Skip to content

Manual Input USA Parser Documentation

Overview

Note

This example refers specifically to version 0.13.4 (v0134) of the Manual Input USA dataset.

The Manual Input USA data parser demonstrates a data-cleaning and transformation pipeline for converting manually curated, USA-specific tabular data into the technologydata schema files technologies.json and sources.json. The parser is implemented in src/technologydata/parsers/manual_input_usa/.

Dataset Description

The original dataset is a manually curated CSV file containing USA-specific technology parameters available at this link. The raw source file is included in the repository at src/technologydata/parsers/raw/manual_input_usa.csv.

The dataset is in CSV format and includes a flat table of technology parameters for various energy technologies relevant to the USA context. Columns include technology, parameter, year, value, unit, currency_year, source, further_description, financial_case, and scenario. Rows are individual parameter records (parameter value + unit + context) for technologies with different scenarios and financial cases.

__Challenge__
Can you reproduce the parser documentation in full, word for word? The entries after this point come from a source other than the parser documentation.

__Material supplied__
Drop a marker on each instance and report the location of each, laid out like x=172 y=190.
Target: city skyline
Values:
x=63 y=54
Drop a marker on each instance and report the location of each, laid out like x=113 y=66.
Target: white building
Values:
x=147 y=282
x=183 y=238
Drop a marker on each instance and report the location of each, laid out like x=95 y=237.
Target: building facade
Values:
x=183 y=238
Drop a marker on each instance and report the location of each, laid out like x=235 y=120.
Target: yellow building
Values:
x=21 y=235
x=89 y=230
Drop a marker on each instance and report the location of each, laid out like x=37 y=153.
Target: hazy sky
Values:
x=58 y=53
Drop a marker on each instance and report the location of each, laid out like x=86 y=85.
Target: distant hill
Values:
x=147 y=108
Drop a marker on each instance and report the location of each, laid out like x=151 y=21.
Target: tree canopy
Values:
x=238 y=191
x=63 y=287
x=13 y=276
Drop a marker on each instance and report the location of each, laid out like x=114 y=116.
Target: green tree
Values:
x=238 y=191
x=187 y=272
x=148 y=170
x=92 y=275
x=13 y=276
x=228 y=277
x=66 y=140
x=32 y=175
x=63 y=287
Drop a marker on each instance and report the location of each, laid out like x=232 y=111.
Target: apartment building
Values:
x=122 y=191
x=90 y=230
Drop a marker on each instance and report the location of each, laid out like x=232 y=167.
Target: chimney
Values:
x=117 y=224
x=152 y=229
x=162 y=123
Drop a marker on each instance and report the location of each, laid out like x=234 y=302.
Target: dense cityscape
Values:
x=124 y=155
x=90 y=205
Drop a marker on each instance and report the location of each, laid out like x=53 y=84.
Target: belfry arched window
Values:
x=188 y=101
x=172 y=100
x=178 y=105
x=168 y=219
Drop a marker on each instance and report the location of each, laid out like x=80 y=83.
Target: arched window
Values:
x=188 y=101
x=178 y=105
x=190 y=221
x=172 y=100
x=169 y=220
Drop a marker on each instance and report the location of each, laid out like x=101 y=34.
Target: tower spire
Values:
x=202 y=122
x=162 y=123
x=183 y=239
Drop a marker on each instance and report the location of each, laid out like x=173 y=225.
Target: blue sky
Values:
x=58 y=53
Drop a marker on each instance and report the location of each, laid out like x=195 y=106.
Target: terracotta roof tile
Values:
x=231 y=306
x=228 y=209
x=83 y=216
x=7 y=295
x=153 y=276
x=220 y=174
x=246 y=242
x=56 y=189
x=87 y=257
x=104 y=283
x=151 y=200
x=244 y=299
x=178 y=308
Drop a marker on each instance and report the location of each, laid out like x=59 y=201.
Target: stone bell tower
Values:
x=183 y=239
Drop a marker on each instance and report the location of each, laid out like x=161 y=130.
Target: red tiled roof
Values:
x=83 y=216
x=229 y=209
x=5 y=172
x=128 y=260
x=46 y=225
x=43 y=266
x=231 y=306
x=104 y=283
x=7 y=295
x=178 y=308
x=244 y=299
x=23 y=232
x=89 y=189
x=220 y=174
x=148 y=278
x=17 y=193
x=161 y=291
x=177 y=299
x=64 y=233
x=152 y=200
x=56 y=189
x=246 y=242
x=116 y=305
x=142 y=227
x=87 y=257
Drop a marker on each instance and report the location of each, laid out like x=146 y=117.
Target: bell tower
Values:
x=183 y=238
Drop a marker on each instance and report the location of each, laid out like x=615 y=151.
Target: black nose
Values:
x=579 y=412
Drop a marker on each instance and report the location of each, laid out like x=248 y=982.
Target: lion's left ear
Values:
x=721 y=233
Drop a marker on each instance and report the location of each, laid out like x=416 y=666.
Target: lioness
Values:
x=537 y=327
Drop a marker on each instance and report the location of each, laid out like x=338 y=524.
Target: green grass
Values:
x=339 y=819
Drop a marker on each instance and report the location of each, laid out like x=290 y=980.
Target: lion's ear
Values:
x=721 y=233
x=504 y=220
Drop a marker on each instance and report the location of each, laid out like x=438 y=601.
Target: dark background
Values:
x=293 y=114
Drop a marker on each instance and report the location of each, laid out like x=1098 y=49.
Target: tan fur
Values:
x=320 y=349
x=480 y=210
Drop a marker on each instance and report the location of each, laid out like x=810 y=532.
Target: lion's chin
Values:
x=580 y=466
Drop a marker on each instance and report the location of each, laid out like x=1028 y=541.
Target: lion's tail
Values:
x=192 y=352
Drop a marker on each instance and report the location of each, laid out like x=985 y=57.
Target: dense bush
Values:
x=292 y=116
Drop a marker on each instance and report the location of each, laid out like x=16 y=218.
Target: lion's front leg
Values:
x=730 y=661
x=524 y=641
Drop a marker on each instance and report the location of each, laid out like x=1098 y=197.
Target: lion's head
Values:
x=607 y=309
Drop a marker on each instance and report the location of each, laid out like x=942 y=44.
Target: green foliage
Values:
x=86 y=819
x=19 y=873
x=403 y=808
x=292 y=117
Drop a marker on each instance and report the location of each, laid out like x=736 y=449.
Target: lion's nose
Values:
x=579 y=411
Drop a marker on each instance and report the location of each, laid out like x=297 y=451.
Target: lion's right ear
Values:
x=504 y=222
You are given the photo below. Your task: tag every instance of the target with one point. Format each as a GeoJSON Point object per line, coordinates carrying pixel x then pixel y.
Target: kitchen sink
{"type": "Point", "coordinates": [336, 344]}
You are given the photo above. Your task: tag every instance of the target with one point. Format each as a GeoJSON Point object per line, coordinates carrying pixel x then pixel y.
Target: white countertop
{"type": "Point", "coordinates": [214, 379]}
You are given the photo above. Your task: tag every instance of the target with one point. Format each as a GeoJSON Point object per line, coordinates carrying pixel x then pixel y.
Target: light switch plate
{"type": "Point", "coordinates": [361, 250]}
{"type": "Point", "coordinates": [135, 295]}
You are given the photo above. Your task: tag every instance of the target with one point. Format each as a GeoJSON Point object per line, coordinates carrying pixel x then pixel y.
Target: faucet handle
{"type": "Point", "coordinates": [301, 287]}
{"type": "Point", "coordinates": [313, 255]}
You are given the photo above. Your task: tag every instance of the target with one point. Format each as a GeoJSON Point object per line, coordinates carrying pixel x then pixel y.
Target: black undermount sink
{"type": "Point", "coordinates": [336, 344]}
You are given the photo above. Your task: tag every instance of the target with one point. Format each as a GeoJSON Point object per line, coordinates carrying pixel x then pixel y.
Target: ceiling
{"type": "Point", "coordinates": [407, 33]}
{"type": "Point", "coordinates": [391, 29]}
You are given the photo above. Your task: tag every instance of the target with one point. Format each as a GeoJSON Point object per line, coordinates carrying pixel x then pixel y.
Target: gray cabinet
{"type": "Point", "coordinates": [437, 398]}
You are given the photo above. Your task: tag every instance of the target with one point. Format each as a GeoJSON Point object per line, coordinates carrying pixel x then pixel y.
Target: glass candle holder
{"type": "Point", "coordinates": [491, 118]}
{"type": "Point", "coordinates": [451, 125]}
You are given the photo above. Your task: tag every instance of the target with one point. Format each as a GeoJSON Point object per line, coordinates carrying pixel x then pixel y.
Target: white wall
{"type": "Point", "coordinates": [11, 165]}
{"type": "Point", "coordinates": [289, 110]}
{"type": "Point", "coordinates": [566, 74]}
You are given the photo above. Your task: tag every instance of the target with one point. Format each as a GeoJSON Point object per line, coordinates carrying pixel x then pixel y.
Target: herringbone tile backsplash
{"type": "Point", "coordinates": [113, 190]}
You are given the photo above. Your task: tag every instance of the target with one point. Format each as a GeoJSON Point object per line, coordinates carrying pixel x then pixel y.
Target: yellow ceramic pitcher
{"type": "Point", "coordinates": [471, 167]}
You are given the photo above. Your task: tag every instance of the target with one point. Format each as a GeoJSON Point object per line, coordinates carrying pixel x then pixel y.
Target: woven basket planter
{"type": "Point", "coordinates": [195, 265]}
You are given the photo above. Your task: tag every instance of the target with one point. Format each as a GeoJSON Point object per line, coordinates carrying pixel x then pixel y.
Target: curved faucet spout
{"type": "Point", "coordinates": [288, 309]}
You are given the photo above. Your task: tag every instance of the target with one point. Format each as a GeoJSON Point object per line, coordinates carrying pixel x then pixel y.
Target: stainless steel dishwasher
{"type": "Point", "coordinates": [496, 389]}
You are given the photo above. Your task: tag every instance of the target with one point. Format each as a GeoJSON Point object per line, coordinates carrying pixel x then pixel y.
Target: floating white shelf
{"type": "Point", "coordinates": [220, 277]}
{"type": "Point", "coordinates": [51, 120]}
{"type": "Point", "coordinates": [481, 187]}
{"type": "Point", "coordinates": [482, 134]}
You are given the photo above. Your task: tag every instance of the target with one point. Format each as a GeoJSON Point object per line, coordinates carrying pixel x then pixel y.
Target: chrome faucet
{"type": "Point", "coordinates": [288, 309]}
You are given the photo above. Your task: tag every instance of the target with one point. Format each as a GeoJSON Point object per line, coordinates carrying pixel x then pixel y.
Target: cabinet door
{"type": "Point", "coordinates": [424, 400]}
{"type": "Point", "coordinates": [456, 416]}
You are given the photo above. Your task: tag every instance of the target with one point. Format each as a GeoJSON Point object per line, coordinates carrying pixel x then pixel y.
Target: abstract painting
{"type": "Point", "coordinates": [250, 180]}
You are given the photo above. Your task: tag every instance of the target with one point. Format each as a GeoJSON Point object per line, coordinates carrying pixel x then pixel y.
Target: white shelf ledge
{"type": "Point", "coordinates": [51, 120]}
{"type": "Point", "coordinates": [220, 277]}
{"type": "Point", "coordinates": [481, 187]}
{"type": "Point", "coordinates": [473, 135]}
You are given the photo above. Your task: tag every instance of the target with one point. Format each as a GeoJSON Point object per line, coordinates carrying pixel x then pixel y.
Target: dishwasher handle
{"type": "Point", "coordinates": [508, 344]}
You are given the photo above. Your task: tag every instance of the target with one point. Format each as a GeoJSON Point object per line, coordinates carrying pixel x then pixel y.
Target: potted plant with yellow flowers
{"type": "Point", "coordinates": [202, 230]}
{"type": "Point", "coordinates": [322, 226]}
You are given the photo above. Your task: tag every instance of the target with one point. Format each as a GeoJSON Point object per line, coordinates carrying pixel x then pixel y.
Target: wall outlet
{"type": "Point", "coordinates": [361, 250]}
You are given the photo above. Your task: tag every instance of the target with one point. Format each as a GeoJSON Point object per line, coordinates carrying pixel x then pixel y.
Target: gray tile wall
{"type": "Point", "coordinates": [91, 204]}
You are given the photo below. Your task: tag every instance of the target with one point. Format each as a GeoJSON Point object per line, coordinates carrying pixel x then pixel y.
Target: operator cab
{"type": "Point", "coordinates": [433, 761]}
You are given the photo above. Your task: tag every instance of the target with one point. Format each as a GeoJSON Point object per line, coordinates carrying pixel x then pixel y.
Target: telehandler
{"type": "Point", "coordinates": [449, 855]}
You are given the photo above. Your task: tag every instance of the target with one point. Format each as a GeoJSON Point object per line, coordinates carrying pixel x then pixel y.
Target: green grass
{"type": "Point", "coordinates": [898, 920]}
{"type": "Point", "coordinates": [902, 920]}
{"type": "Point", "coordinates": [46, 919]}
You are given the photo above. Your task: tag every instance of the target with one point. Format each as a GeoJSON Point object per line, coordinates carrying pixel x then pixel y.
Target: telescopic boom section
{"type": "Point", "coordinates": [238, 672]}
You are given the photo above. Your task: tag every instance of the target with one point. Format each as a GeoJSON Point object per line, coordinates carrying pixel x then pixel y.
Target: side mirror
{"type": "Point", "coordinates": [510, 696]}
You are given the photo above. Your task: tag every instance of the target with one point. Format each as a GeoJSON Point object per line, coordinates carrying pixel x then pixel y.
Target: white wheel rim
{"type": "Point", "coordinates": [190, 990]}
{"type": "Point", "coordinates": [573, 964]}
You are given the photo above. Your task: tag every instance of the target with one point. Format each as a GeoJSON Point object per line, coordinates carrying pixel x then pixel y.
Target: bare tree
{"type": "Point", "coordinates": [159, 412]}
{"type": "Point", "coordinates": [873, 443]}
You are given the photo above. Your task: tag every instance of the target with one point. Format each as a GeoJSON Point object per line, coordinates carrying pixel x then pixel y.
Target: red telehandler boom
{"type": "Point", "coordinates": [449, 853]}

__Full answer__
Skip to content

Manual Input USA Parser Documentation

Overview

Note

This example refers specifically to version 0.13.4 (v0134) of the Manual Input USA dataset.

The Manual Input USA data parser demonstrates a data-cleaning and transformation pipeline for converting manually curated, USA-specific tabular data into the technologydata schema files technologies.json and sources.json. The parser is implemented in src/technologydata/parsers/manual_input_usa/.

Dataset Description

The original dataset is a manually curated CSV file containing USA-specific technology parameters available at this link. The raw source file is included in the repository at src/technologydata/parsers/raw/manual_input_usa.csv.

The dataset is in CSV format and includes a flat table of technology parameters for various energy technologies relevant to the USA context. Columns include technology, parameter, year, value, unit, currency_year, source, further_description, financial_case, and scenario. Rows are individual parameter records (parameter value + unit + context) for technologies with different scenarios and financial cases.